Rewrite the data from the line containing "Find the <item>corn" through the end of the data, inclusive, changing "background" to "backdrop" and leaving everything else unchanged. Return only those lines.

########################################

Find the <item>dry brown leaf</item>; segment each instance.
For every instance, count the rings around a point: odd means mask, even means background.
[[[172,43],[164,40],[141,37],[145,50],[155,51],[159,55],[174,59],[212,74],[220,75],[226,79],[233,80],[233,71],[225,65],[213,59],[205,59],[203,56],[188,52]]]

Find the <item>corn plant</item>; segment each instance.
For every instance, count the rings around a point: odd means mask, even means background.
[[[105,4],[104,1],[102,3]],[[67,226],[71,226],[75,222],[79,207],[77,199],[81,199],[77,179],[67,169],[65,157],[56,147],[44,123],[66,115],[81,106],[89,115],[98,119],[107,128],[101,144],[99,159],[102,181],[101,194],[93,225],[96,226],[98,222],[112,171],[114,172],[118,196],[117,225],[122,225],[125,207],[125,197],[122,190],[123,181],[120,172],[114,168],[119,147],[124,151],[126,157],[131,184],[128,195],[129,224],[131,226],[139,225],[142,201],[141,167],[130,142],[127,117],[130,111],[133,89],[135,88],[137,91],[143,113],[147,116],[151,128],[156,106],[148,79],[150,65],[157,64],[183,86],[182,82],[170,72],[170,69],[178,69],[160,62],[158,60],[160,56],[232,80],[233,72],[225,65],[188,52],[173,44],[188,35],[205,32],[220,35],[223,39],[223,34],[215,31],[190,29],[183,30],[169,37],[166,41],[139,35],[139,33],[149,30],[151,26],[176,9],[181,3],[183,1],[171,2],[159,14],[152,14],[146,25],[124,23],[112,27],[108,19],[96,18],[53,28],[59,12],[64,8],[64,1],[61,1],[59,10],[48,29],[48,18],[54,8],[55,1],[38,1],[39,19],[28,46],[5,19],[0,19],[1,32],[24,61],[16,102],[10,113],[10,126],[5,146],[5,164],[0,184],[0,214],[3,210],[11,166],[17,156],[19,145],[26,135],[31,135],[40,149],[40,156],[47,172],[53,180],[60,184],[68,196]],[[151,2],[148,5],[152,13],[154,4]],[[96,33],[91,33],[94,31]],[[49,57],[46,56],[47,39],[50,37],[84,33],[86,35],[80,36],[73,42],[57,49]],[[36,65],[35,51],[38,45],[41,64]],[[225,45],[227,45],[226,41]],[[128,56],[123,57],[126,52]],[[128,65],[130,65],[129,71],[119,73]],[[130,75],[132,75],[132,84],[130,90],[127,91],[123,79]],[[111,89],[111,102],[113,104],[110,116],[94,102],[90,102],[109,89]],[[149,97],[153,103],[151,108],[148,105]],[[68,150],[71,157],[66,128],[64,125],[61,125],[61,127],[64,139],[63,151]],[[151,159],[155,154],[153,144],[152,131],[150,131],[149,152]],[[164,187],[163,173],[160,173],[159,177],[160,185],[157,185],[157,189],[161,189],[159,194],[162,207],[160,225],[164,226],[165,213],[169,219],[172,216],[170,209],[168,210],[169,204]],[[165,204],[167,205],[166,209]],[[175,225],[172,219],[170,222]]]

########################################

» **FULL OUTPUT**:
Find the <item>corn plant</item>; segment each instance.
For every instance, count the rings around a point: odd means mask, even means backdrop.
[[[105,4],[104,1],[102,3]],[[67,226],[71,226],[75,222],[79,207],[77,199],[81,199],[77,179],[67,169],[65,157],[56,147],[44,123],[66,115],[81,106],[89,115],[98,119],[107,128],[101,144],[99,159],[102,181],[101,194],[93,225],[96,226],[98,222],[112,171],[114,172],[118,196],[117,225],[122,225],[125,207],[125,197],[122,190],[123,181],[120,172],[114,168],[119,147],[124,151],[126,157],[131,184],[128,195],[129,224],[131,226],[139,225],[142,201],[141,167],[130,142],[127,117],[130,111],[133,89],[135,88],[137,91],[143,113],[147,116],[151,128],[156,106],[148,79],[150,65],[157,64],[183,86],[182,82],[170,72],[170,69],[178,69],[160,62],[158,60],[160,56],[232,80],[233,72],[225,65],[188,52],[173,44],[188,35],[205,32],[220,35],[223,39],[223,34],[215,31],[190,29],[183,30],[169,37],[166,41],[139,35],[139,33],[149,30],[151,26],[176,9],[181,3],[183,1],[171,2],[159,14],[152,14],[146,25],[124,23],[112,27],[108,19],[96,18],[53,28],[59,12],[64,8],[64,1],[61,1],[59,10],[48,29],[48,18],[54,8],[55,1],[38,1],[39,19],[28,46],[5,19],[0,19],[1,32],[24,61],[16,102],[10,113],[10,126],[5,146],[5,164],[0,184],[0,214],[3,210],[11,166],[17,156],[19,145],[26,135],[31,135],[40,149],[40,156],[47,172],[53,180],[60,184],[68,196]],[[151,2],[148,5],[152,13],[154,4]],[[96,33],[91,33],[94,31]],[[49,57],[46,56],[47,39],[50,37],[84,33],[86,35],[80,36],[73,42],[57,49]],[[36,65],[35,51],[38,45],[41,64]],[[225,45],[227,45],[226,41]],[[128,56],[123,57],[126,52]],[[128,65],[130,65],[129,71],[119,73]],[[130,75],[132,75],[132,84],[130,90],[127,91],[123,79]],[[111,89],[111,102],[113,104],[110,116],[94,102],[90,102],[109,89]],[[149,97],[153,103],[151,108],[148,105]],[[68,150],[71,157],[66,128],[64,125],[61,125],[61,127],[64,139],[63,151]],[[151,159],[155,154],[153,144],[152,131],[150,131],[149,152]],[[164,187],[163,173],[160,173],[159,177],[160,185],[157,185],[157,189],[161,189],[159,194],[162,207],[160,225],[164,226],[165,213],[169,219],[172,216],[170,209],[168,210],[169,204]],[[165,204],[167,205],[166,209]],[[175,225],[172,219],[170,222]]]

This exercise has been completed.